/---

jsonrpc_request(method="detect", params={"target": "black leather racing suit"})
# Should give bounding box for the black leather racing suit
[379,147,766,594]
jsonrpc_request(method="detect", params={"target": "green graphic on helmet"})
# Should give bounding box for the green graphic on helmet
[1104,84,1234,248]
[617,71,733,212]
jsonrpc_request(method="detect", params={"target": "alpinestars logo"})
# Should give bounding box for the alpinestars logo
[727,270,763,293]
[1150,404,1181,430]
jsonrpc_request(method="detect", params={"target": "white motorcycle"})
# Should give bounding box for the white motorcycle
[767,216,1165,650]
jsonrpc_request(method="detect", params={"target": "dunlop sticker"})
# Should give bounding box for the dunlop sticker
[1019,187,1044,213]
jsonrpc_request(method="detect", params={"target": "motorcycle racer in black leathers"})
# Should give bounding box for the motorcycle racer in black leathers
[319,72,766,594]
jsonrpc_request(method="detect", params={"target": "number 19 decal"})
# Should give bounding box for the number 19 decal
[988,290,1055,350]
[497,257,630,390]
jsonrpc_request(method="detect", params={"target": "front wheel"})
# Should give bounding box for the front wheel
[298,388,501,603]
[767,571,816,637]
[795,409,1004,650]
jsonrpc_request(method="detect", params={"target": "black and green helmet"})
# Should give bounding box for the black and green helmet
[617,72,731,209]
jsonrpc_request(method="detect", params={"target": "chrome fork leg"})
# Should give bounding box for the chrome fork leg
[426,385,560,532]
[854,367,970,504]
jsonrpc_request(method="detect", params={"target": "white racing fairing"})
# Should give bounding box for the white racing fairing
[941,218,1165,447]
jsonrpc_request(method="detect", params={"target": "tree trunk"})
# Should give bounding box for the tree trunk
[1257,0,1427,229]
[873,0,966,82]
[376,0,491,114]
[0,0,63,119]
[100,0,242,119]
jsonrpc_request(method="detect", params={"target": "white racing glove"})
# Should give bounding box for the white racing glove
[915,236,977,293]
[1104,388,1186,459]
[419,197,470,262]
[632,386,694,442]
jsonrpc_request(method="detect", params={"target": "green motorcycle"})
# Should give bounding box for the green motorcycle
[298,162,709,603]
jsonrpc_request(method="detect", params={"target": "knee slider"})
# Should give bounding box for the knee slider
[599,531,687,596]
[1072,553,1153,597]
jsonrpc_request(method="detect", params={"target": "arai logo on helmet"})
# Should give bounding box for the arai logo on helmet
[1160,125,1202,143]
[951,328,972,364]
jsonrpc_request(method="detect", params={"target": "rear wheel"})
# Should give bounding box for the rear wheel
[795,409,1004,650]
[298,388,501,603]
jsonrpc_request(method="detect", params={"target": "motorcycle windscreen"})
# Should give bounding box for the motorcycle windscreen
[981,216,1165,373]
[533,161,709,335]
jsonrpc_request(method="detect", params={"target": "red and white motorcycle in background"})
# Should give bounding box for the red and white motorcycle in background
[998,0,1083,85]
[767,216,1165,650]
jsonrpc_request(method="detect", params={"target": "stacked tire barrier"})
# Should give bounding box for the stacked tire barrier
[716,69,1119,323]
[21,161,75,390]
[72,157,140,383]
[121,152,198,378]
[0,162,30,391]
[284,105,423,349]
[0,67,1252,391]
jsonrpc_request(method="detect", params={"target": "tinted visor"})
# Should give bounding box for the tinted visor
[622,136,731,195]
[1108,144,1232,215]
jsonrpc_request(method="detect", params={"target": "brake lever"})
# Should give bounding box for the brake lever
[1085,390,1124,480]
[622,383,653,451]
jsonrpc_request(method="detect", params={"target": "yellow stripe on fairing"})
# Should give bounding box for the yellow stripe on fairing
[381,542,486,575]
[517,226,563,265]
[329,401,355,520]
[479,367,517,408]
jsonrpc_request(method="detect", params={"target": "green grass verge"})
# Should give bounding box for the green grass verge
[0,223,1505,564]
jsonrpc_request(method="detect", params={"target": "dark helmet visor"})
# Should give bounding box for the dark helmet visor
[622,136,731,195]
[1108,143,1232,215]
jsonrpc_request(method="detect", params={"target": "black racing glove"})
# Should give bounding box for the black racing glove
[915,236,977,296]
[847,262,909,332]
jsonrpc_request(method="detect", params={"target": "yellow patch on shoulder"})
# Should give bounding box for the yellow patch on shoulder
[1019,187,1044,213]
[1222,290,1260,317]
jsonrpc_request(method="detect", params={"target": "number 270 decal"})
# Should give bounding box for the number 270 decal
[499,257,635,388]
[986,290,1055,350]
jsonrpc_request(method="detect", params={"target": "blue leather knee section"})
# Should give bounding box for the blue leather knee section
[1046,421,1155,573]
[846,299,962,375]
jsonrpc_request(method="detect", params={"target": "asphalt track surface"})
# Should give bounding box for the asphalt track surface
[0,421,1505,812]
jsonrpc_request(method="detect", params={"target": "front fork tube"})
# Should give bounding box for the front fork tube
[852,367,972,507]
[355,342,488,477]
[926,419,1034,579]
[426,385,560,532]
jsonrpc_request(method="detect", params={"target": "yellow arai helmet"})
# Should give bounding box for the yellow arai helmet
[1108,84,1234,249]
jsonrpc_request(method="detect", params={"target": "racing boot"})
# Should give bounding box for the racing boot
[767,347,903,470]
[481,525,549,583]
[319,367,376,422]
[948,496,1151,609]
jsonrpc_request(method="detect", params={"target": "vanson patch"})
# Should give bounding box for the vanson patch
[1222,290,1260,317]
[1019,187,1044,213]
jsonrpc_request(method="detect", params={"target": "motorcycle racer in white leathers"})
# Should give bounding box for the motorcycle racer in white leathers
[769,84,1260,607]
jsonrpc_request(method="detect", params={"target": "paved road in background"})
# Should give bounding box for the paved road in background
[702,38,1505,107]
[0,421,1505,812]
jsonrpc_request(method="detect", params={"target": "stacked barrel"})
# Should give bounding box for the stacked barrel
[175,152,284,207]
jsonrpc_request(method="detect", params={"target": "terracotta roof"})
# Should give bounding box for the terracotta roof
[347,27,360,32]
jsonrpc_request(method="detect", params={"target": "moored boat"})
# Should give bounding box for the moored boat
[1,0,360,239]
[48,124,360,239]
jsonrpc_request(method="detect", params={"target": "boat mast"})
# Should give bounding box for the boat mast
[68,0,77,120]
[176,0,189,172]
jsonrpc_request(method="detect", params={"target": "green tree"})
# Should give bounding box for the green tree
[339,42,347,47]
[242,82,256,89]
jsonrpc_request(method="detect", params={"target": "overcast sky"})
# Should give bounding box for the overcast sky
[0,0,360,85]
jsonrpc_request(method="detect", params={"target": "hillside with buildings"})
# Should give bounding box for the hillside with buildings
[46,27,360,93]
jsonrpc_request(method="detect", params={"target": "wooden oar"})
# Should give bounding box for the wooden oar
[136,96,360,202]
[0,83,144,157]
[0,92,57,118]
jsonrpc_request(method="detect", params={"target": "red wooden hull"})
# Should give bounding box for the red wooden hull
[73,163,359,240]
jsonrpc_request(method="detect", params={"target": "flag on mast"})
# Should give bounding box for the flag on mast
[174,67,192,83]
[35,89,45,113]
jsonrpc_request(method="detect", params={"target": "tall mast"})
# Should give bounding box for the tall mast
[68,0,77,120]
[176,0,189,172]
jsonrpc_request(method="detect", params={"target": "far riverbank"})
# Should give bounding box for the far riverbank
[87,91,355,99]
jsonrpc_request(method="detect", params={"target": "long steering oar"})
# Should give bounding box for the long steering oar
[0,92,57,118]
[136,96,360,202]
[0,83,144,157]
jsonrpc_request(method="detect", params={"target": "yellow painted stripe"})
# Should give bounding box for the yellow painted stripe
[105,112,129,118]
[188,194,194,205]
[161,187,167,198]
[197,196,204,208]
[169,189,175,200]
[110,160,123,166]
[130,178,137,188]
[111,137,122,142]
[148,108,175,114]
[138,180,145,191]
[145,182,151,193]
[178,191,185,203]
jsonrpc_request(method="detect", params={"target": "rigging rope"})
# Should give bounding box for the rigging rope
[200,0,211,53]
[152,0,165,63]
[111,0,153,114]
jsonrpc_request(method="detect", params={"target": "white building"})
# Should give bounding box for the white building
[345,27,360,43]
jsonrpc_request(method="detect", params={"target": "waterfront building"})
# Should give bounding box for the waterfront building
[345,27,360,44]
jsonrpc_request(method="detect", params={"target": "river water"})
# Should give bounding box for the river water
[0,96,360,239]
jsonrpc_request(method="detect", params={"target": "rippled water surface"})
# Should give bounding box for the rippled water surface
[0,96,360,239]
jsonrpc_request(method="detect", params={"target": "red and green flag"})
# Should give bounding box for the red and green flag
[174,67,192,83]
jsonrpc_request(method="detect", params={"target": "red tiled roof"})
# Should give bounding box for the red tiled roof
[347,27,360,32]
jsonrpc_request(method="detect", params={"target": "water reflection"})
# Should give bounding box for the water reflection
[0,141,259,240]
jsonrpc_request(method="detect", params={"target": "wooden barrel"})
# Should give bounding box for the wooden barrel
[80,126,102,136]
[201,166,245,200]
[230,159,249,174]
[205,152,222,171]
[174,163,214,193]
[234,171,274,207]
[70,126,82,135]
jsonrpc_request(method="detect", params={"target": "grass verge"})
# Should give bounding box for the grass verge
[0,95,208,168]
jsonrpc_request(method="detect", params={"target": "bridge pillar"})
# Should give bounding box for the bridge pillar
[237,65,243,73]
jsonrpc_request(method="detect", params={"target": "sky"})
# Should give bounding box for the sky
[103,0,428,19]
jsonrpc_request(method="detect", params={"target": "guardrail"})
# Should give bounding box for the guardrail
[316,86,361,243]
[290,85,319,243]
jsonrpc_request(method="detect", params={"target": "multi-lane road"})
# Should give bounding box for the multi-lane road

\---

- Exercise goal -
Reproduce the rows verbatim, from the start of the rows through the line containing "[319,72,766,594]", both ends included.

- Full solution -
jsonrpc_request(method="detect", params={"target": "black leather racing suit"})
# Should give bounding box for the black leather racing suit
[379,147,766,594]
jsonrpc_request(method="detect", params={"target": "green graphic on helmet"})
# Should give bounding box for the green graphic on helmet
[1104,84,1234,248]
[617,71,733,212]
jsonrpc_request(method="detect", params={"target": "alpinestars logo"})
# Should give bounding box for the alpinestars logo
[727,270,763,293]
[1150,404,1181,430]
jsonrpc_request(method="detect", params={"target": "white motorcycle"})
# Should give bounding box for the white motorcycle
[767,216,1165,650]
jsonrpc_request(method="detect", params={"target": "dunlop sticker"})
# Should give bounding box for the dunlop sticker
[1019,187,1044,213]
jsonrpc_request(method="detect", params={"target": "motorcycle racer in black leathers"})
# Should give bounding box for the motorcycle racer in black leathers
[319,72,766,594]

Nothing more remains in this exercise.